Trump’s message was spread in the media and on social networks that if the government had not won there would be no bailout. Why did it work? Because this financial blackmail was exercised as a threat to a precarious and over-indebted stability. Is greater chaos possible than already exists, in which prices vary every week, income devaluation is greater every month and illegal work is an everyday reality? Yes, everything can always get worse if inflation and the dollar get out of control. Financial extortion has been fundamental and for this reason we must underline the strategic impact that finance implies in daily life. This political path ended in November with the signing of an agreement between the United States and Argentina, which provides benefits for the installation of data centers, which require enormous quantities of water and cold.

Household debt is a record (one third of the population already owes more than they earn in three months), which is why the “financial stress” that 7 out of 10 Argentines say they experience is part of the language of the media. Added to this is the brutal deregulation of the economy: the prices of rent, medicines and basic services increase month after month. This economic fragility is existential fragility. The anarcho-libertarian project is an authoritarian capitalism because it forces us to compete permanently in the race against impoverishment and, in this task, the formulas for the annihilation of some populations become a lubricant for “economies of hate”. The ways in which precariousness is managed are a field of open dispute: they can be a key subject on which the authoritarianism of competitiveness grows or a terrain of political organization to insist on forms of solidarity, cooperatives, unions.

The “libertarian fantasies” of the Milei government bet on the idea that it is possible to live alone without depending on anyone (protecting your home, your family and your water from scarcity as a way to process the catastrophic future). Milei’s offer and gamble cannot be understood without a third term: scam. This is what Milei did from his official account to promote and ask for investments in a meme-coin called Libra: that is, a cryptocurrency inspired by a meme. The scam boils down to pursuing an abstract idea of ​​freedom called “financial freedom”. It is based on the way in which financial instruments have spread as an aid against precariousness and the devaluation of incomes, following the IMF adjustment program since 2018. It adheres to a subjectivity that must make do as a permanent “entrepreneur” to the point of consecrating itself as a “speculator of its own survival”.

PROBLEMS TO WORK ON
- A) Decide whether each statement below agrees with the passage on Milei's Argentina. Answer yes or no for each, and quote the words of the passage that decide it.
(i) The agreement between the United States and Argentina was signed in November.
(ii) Half of the population owes more than they earn in three months.
(iii) Libra is a cryptocurrency inspired by a meme.
- B) Write a continuation of the passage on Milei's Argentina, starting after its final sentence.

Saved data entries
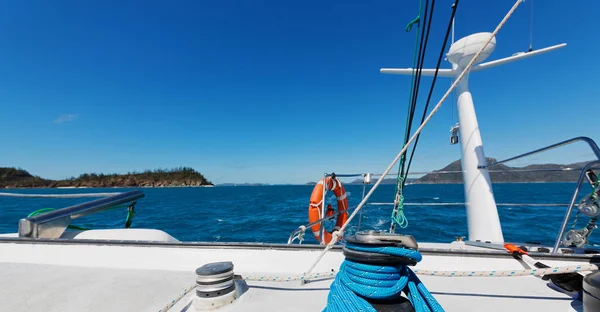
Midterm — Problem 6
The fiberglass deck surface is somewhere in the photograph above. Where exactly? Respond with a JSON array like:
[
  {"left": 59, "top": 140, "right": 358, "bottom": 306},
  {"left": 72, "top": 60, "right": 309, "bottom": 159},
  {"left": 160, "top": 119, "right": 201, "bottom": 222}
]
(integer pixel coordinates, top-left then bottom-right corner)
[{"left": 0, "top": 263, "right": 583, "bottom": 312}]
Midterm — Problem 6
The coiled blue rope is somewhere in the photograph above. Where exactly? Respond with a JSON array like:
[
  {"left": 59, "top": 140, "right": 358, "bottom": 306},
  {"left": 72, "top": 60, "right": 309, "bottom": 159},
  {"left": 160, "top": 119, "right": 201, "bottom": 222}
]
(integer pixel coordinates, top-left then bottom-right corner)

RESPONSES
- A)
(i) Yes: "This political path ended in November with the signing of an agreement between the United States and Argentina"
(ii) No: "one third of the population already owes more than they earn in three months"
(iii) Yes: "a meme-coin called Libra: that is, a cryptocurrency inspired by a meme"

- B)
Meanwhile, the government takes its time and gives stability to financial companies without managing to stabilize the crisis. This instability functions as a discourse of legitimacy to accelerate reforms (labor, pension and tax), decrees (for example, for compulsory debt collection via electronic wallets) and the handing over of territories to foreign companies (in favor of lithium mining and extractivism).

In global terms, the “financial freedom” strategy is linked to propaganda to obtain income in the face of devaluing wages and, in particular, pensions. That is to say: when faced with an uncertain future in old age, protection becomes financial freedom. But in Argentina that uncertainty is now. For this reason, individual responsibility, translated as freedom and independence, finds in the tools of finance the language to displace issues such as impoverishment, inequality and, above all, uncertainty. This increases where the devaluation of income is organized as a real war against the population, to which the logic of cruelty is articulated. Organizing the challenge to the cruelty that uses finance as a weapon of mass colonization is a difficult but inevitable task to prove liberation in a capitalism that only bets on war.